Provided information =>
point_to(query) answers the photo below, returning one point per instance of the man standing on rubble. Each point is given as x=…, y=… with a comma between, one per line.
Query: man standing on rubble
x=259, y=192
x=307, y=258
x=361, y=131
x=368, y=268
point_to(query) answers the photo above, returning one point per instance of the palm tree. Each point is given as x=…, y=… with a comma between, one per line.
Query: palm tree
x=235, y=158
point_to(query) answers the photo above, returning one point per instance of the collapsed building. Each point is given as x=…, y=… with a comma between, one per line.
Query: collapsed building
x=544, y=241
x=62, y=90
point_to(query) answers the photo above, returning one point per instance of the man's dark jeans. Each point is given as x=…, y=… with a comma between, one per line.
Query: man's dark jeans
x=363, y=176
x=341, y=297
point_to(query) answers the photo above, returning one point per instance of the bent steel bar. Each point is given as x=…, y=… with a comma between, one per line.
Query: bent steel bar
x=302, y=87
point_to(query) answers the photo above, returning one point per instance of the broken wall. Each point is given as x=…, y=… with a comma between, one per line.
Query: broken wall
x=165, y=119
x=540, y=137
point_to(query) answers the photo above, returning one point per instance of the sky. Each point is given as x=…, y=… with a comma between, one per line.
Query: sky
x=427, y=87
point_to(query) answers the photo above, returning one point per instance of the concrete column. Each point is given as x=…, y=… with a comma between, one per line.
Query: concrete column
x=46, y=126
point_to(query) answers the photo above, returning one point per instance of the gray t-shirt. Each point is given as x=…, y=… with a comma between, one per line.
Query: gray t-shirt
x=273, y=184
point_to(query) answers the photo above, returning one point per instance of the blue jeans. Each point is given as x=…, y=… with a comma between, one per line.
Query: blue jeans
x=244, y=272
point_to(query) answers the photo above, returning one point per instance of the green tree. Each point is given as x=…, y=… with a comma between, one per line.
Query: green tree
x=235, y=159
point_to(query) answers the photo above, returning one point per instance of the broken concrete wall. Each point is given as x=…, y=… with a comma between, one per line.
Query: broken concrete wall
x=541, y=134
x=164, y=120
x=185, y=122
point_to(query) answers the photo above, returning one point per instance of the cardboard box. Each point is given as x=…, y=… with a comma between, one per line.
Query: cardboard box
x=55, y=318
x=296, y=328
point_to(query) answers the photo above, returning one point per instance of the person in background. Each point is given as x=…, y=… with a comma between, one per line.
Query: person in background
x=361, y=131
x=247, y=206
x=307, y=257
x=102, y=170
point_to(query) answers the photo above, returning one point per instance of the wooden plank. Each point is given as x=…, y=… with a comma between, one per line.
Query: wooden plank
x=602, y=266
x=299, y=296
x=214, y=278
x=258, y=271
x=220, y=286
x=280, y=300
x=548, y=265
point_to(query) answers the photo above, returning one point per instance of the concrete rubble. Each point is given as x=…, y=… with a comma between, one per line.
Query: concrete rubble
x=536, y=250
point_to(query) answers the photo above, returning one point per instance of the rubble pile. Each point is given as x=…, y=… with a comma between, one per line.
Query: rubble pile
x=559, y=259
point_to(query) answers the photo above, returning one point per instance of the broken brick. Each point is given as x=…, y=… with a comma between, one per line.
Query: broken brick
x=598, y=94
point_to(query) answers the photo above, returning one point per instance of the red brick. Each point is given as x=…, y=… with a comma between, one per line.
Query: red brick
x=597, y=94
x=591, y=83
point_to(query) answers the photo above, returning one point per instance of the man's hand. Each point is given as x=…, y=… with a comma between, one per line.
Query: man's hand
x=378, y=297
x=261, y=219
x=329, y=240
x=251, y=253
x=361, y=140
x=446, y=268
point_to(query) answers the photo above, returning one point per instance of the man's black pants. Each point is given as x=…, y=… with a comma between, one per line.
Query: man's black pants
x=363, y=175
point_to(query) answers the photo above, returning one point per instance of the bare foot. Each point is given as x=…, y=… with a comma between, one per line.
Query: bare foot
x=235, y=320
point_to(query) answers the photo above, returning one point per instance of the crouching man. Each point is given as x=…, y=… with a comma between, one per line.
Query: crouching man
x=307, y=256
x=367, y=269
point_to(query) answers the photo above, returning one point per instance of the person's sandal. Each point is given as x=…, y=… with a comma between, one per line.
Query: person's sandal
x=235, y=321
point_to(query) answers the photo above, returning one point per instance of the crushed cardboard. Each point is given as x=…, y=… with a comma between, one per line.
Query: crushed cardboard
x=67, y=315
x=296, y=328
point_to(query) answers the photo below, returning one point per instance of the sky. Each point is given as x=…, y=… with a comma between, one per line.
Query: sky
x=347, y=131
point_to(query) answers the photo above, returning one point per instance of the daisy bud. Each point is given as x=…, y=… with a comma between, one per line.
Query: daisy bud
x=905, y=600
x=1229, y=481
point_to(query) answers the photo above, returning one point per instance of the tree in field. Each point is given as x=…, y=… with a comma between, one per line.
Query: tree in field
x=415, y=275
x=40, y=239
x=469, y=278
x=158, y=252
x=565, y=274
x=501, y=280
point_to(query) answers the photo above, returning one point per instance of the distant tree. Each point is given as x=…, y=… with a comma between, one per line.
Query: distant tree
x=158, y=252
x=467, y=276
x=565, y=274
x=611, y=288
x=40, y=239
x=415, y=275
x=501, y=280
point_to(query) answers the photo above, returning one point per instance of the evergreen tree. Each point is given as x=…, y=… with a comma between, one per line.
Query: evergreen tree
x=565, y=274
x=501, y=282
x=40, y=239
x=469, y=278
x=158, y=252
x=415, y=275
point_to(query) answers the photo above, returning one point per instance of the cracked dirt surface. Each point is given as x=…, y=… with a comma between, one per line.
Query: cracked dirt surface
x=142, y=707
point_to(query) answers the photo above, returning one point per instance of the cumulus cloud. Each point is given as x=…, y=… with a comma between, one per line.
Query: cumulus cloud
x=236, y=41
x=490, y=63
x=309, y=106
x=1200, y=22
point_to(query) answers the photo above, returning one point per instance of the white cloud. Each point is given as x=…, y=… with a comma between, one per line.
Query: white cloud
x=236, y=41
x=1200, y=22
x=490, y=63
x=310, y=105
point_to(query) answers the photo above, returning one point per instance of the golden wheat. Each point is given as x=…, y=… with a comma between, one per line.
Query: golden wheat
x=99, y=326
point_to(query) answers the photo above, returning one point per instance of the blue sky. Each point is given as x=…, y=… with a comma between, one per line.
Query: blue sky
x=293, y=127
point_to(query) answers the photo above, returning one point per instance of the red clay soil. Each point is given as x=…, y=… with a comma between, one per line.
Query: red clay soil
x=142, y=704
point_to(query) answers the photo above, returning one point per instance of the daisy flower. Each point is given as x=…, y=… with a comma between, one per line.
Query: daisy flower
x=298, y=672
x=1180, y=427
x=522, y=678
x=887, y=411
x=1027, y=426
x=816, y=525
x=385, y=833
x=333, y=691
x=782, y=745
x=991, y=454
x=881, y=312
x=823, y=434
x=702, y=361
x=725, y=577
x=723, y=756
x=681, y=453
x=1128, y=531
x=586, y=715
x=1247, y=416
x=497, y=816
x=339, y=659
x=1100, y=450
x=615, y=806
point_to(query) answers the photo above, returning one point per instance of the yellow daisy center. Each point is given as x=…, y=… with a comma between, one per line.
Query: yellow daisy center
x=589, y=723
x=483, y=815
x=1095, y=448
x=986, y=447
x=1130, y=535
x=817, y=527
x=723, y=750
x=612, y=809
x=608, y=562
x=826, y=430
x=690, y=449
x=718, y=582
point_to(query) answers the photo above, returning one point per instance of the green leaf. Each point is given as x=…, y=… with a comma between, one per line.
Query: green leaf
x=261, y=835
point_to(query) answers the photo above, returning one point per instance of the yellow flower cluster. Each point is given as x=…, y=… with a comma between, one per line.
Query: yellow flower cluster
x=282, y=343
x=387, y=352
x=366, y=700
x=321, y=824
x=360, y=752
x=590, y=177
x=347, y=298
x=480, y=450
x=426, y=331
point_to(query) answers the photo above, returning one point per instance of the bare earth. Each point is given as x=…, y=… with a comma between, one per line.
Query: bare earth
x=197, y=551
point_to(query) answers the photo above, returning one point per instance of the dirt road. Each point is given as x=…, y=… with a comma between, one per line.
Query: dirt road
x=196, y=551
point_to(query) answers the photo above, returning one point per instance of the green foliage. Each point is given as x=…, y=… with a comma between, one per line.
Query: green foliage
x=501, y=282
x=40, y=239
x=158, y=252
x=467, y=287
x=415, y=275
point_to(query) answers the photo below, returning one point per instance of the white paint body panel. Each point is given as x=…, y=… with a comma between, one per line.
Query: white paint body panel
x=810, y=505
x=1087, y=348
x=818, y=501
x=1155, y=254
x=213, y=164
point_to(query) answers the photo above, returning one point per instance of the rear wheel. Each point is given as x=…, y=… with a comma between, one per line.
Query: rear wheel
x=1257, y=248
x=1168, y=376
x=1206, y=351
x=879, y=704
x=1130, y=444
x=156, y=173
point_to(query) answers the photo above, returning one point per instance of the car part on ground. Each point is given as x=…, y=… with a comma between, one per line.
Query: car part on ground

How to complete this task => Copy down each line in the entries that has the word "part".

Result =>
point_to(query) answers the photo above, returning one point per instance of the car part on ground. Each point is given as x=…, y=… with a comma between, one per line.
Query: car part on ground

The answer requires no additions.